══ Data extract

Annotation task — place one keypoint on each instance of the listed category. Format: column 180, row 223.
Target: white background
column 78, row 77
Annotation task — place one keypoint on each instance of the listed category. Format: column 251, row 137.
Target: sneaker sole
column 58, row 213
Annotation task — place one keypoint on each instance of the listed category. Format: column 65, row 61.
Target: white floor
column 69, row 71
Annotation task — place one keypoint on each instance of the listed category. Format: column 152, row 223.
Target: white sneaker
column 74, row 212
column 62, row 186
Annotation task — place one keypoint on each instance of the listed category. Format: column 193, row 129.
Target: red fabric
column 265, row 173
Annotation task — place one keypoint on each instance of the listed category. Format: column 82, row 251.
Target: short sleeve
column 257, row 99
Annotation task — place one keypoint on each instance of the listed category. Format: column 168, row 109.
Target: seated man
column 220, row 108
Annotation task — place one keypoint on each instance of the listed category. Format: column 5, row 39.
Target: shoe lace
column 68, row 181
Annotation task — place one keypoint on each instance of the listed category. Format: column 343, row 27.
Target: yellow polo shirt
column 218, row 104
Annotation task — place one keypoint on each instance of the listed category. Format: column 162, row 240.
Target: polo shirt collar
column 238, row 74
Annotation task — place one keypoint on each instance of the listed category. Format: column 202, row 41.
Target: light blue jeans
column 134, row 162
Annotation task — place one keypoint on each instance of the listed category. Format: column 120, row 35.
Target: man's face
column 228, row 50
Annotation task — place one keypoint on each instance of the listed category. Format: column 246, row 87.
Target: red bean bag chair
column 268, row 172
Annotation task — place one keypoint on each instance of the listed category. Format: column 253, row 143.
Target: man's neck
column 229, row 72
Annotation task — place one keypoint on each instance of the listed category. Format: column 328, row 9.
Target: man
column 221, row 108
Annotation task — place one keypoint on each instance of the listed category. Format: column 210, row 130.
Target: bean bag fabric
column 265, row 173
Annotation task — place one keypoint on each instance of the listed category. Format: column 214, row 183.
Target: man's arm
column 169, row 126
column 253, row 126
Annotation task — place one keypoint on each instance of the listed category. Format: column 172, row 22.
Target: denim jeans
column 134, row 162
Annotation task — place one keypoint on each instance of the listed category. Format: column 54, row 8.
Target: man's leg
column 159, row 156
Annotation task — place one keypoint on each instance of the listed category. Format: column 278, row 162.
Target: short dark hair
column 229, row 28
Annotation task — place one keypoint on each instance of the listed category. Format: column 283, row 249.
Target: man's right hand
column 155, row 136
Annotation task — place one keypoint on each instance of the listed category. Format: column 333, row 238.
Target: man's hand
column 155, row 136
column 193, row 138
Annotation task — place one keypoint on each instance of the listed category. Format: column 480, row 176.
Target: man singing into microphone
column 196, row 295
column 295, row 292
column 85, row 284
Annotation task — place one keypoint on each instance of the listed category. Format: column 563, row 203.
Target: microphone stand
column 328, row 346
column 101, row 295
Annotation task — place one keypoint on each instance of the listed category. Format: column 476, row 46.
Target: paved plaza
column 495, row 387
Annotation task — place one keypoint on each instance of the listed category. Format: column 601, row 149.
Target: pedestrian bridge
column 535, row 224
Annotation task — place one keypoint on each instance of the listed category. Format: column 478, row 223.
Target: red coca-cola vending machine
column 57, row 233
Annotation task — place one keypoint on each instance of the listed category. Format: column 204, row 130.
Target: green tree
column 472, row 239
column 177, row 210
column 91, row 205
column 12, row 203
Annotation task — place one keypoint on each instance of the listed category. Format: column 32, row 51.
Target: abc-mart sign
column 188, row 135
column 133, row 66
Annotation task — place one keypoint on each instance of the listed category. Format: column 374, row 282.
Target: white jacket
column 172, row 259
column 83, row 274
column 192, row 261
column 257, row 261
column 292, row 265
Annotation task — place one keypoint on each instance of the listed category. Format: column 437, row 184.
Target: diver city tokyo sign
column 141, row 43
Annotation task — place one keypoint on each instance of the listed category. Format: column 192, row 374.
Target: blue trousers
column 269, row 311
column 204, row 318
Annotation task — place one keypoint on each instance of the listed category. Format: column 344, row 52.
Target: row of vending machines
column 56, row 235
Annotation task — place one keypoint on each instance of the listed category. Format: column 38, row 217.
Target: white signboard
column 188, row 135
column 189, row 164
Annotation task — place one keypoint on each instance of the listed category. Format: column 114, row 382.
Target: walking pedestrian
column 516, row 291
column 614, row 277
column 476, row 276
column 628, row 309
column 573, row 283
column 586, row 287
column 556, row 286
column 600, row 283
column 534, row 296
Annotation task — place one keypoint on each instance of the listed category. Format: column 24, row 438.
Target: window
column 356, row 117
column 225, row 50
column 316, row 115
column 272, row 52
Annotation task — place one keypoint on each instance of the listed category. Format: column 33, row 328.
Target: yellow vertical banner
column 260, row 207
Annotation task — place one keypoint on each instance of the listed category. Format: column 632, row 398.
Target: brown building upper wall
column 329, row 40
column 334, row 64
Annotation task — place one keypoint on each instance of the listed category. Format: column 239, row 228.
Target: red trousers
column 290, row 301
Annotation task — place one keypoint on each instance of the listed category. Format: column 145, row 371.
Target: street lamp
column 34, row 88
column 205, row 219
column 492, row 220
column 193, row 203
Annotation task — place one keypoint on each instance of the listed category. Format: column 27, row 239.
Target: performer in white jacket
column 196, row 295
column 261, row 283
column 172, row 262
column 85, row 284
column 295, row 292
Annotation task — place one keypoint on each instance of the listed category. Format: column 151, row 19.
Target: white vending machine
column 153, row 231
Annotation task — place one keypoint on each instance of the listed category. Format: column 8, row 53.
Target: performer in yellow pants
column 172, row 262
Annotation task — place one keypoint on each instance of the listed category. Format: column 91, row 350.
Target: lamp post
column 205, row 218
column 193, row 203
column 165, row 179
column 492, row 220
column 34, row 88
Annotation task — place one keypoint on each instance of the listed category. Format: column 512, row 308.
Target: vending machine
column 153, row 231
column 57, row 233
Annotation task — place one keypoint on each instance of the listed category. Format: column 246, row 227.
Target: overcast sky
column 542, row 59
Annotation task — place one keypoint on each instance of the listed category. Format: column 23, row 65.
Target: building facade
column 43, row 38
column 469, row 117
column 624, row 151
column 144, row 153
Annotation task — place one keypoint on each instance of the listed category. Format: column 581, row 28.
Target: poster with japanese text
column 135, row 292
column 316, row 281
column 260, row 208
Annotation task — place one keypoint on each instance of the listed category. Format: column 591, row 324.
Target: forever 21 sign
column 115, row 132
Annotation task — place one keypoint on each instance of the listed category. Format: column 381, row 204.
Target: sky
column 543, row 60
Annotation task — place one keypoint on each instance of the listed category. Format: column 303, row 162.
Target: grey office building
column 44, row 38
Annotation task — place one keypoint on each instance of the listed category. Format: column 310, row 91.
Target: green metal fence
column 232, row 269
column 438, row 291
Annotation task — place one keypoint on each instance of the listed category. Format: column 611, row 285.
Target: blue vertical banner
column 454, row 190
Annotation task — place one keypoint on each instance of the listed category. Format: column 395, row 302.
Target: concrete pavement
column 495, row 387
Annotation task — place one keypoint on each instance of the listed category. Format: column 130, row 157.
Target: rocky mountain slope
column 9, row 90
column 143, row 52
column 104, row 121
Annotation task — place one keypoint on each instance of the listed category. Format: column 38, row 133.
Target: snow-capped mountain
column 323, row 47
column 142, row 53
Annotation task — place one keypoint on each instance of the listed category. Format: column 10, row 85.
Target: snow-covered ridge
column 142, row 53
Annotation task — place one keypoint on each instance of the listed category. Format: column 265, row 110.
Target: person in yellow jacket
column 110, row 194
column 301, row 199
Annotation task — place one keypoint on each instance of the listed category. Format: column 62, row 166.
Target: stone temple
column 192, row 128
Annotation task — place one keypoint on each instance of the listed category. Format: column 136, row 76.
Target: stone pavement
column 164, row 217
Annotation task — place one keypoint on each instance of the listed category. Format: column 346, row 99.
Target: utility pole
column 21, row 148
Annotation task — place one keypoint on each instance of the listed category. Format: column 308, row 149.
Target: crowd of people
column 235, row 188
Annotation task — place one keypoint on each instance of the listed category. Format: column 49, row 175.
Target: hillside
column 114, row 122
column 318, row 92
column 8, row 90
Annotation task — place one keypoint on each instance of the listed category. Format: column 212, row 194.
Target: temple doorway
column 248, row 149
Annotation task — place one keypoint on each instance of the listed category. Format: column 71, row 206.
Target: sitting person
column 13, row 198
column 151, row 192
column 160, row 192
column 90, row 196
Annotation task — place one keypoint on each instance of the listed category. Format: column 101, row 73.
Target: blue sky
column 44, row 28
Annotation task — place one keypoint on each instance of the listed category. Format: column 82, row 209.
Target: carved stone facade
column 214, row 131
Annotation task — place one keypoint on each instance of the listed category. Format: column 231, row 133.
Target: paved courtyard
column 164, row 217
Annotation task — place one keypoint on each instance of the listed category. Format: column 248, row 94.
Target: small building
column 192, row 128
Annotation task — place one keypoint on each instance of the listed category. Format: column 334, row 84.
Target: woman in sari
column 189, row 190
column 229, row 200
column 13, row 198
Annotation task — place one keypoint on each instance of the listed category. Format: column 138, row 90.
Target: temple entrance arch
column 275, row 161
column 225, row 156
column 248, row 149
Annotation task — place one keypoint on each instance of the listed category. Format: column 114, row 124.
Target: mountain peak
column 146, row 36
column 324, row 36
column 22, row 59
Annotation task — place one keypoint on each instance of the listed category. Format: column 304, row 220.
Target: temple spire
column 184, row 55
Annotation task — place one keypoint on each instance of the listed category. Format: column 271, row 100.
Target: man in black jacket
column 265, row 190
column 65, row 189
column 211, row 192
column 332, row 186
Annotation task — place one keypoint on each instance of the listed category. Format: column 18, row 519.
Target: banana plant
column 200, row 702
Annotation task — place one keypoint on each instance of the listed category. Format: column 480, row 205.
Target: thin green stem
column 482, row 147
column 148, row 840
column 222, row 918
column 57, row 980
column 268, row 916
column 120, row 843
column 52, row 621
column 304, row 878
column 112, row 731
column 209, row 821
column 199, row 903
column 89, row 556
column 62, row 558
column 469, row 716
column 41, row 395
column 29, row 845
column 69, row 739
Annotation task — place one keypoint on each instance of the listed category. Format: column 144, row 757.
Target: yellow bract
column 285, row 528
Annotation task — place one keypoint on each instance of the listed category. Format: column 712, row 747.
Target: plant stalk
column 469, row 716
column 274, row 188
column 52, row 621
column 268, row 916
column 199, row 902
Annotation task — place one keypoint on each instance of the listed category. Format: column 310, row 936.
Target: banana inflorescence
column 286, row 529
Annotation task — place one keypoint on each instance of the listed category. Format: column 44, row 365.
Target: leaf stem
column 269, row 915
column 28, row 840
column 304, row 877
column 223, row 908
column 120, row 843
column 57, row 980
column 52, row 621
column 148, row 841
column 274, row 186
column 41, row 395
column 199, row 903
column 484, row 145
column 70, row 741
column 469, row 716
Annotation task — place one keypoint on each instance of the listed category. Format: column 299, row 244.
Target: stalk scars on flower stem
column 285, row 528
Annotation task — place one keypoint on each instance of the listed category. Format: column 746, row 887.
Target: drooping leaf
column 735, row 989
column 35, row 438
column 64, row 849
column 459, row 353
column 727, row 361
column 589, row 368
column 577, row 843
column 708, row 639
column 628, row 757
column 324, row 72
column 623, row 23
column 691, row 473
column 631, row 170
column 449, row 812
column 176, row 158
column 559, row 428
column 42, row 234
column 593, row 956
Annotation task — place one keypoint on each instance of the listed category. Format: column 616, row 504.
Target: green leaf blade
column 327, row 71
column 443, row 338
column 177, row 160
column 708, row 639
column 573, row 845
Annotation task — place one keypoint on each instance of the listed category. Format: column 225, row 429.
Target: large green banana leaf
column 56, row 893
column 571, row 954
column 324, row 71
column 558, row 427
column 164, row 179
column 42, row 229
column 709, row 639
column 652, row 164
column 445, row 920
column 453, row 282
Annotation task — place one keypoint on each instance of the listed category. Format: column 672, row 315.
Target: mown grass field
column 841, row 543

════

Exercise task:
Copy out, word for word, the lines starting at the one that contains "71, row 206." and ending at the one that contains "column 214, row 131".

Complete answer:
Annotation task — place one keypoint on each instance of the listed category. Format: column 71, row 206.
Target: sitting person
column 13, row 198
column 151, row 192
column 160, row 192
column 90, row 196
Annotation task — place one keypoint on each instance of the listed category. Format: column 101, row 73.
Target: blue sky
column 44, row 28
Annotation task — place one keypoint on each instance of the listed category. Format: column 82, row 209.
Target: carved stone facade
column 214, row 131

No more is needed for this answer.